> [Exercise prompt]
All of the lines below are to be transcribed faithfully, with pictures excluded from the copy.
Data for this exercise Block Start
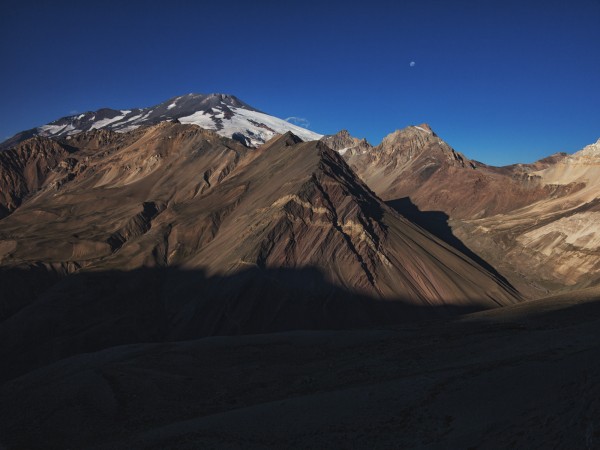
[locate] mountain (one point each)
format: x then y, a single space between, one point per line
172 232
225 114
535 223
345 144
416 163
556 238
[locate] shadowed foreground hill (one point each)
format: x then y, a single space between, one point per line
522 377
91 311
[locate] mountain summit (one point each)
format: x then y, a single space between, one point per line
223 113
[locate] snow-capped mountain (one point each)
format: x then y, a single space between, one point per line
225 114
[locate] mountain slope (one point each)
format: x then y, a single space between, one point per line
173 232
414 162
557 238
226 114
519 377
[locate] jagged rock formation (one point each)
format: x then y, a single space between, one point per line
535 223
346 145
556 238
414 162
223 113
183 233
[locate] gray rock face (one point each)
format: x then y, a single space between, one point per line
345 144
223 113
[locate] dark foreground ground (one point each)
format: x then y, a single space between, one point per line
526 376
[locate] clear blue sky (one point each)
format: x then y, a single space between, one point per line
501 81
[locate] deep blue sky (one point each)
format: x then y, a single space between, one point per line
500 81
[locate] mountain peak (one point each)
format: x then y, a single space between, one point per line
225 114
424 127
345 144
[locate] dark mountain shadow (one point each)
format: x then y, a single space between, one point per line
436 222
90 311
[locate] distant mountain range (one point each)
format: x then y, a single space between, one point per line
225 114
136 244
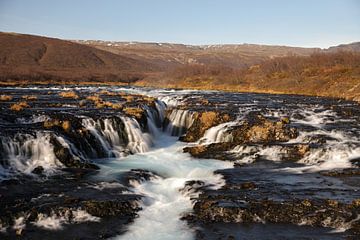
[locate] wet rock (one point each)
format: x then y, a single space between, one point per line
258 129
111 208
341 172
203 121
314 213
355 161
38 170
254 130
69 160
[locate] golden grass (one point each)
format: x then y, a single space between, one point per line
94 98
136 112
19 106
69 94
29 97
5 98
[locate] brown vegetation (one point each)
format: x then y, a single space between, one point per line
69 94
134 112
322 74
26 59
5 98
29 97
19 106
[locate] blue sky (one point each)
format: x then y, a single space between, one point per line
318 23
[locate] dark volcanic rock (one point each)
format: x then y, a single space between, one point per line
255 130
203 121
62 197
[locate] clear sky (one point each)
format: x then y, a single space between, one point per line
318 23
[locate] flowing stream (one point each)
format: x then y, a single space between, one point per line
165 200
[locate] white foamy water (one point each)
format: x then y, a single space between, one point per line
26 152
218 133
164 202
57 221
180 121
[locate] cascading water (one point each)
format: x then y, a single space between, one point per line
179 122
164 203
218 133
107 132
24 152
138 141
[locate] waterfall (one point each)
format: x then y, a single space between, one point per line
160 107
218 133
24 152
91 126
179 122
138 141
106 131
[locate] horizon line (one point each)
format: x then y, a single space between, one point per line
182 43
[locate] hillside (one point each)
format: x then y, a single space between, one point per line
334 72
320 74
167 55
41 59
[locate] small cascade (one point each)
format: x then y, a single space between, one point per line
160 107
138 141
218 133
179 122
153 121
107 132
24 152
91 126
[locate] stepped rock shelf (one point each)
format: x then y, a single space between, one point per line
140 163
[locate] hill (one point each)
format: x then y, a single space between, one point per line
334 72
41 59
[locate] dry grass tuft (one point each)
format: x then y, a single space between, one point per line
Data for this exercise Block End
> [Answer space]
[locate] mountain (one point each)
format: x then y, a single space between, one point per line
172 232
225 114
535 223
345 144
416 163
556 238
[locate] shadowed foreground hill (one point each)
format: x then y, a single space between, one point per line
522 377
91 311
[locate] mountain summit (one point each)
format: x then y, a single space between, one point per line
223 113
[locate] snow-capped mountain (one point each)
format: x then y, a single space between, one point per line
225 114
[locate] mountain slope (one point each)
format: x then y, a single space between, one point per line
173 232
414 162
557 238
226 114
519 377
[locate] jagged rock formation (one point each)
format: x then y, a single space between, one point per line
535 223
346 145
556 238
414 162
223 113
183 233
[locate] gray rock face (one point each)
format: x then y, a single space between, one point per line
345 144
223 113
[locate] dark foreground ground (one point each)
format: x then y, a single space between, one point per line
526 376
[locate] clear blue sky (one point each)
format: x then y, a single space between, one point per line
501 81
[locate] deep blue sky (one point each)
format: x then y, a single space between, one point per line
500 81
[locate] mountain peak (one point each)
format: x then y, a single space between, one point per line
225 114
424 127
345 144
[locate] dark mountain shadow (one point each)
format: x then y, a single space between, one point per line
436 222
90 311
[locate] distant mountain range (one point each)
format: x then y, a single space between, one point per line
225 114
136 244
[locate] wet rock (one point each)
format: x then y, a single space between, one point per line
258 129
111 208
341 172
203 121
314 213
355 161
38 170
254 130
69 160
[locate] golden grass (one point each)
format: x then y, a single space between, one point per line
94 98
136 112
19 106
69 94
29 97
5 98
[locate] brown vegetation (one point each)
format: x then y, a single space between, one point per line
69 94
134 112
322 74
26 59
5 98
29 97
19 106
[locate] blue sky (one point each)
format: x then y, a single space between, one point per line
318 23
[locate] dark volcanic rock (one point each)
format: x then y, a single space between, one point per line
255 130
203 121
62 197
[locate] clear sky (one point each)
format: x then y, a single space between, one point per line
318 23
[locate] flowing stream (one point each)
format: x then y, a single space between, one point per line
165 200
[locate] white foamy water (one point each)
format: x then y, a single space between, one point per line
26 152
218 133
164 202
57 221
180 121
[locate] cascading water (one point each)
format: x then y, a single space between, one point per line
179 122
164 203
218 133
107 132
24 152
138 141
[locate] waterfall (one point each)
format: x then y, a single space between, one point per line
160 107
218 133
24 152
91 126
179 122
138 141
106 131
[locate] horizon line (one point each)
format: x then y, a single space between, one point per line
182 43
[locate] hillside (one point each)
format: x then y, a single space between, one point per line
334 72
320 74
167 55
41 59
[locate] small cascade (one point each)
format: x then y, a single space between, one point per line
160 107
138 141
218 133
179 122
153 121
107 132
24 152
91 126
[locate] stepped rock shelf (one point each)
format: x then y, a single space between, one point per line
140 163
[locate] hill (one point each)
format: x then y, a single space between, one point per line
334 72
41 59
[locate] dry grass tuft (one point each)
format: x then y, a single space between, one point per line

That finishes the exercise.